Pick out every line of the rows below that contains the string "outline", treating uppercase and lowercase letters as distinct, and copy each such line.

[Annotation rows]
-=-=-=-=-

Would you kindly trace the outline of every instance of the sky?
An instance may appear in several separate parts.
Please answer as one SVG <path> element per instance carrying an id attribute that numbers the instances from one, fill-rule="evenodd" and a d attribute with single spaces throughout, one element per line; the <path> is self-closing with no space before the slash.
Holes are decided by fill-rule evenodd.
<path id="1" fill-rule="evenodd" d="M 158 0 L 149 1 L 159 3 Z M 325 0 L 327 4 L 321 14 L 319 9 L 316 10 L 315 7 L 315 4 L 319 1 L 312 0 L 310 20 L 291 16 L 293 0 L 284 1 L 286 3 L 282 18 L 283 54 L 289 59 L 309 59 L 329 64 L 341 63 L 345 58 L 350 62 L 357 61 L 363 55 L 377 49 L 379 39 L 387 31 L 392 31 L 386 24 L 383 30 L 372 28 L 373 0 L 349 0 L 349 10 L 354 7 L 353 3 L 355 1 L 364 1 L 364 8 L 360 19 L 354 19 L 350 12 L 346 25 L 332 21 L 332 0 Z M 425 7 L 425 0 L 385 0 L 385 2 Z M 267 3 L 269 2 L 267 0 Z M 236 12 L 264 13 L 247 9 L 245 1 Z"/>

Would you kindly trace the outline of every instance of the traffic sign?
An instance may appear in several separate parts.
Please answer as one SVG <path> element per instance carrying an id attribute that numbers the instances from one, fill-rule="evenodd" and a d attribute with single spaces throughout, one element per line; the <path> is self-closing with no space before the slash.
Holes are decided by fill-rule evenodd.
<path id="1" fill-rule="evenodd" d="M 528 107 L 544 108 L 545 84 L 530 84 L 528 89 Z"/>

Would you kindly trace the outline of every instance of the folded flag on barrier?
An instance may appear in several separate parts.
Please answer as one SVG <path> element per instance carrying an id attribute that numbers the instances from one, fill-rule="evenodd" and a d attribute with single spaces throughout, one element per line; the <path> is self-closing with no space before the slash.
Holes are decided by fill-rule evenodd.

-=-=-=-=-

_CORRECT RESULT_:
Would you kindly trace the outline of every instance of the sky?
Would you kindly trace the outline of every instance of the traffic sign?
Would you kindly trace the outline of every instance of the folded flag on barrier?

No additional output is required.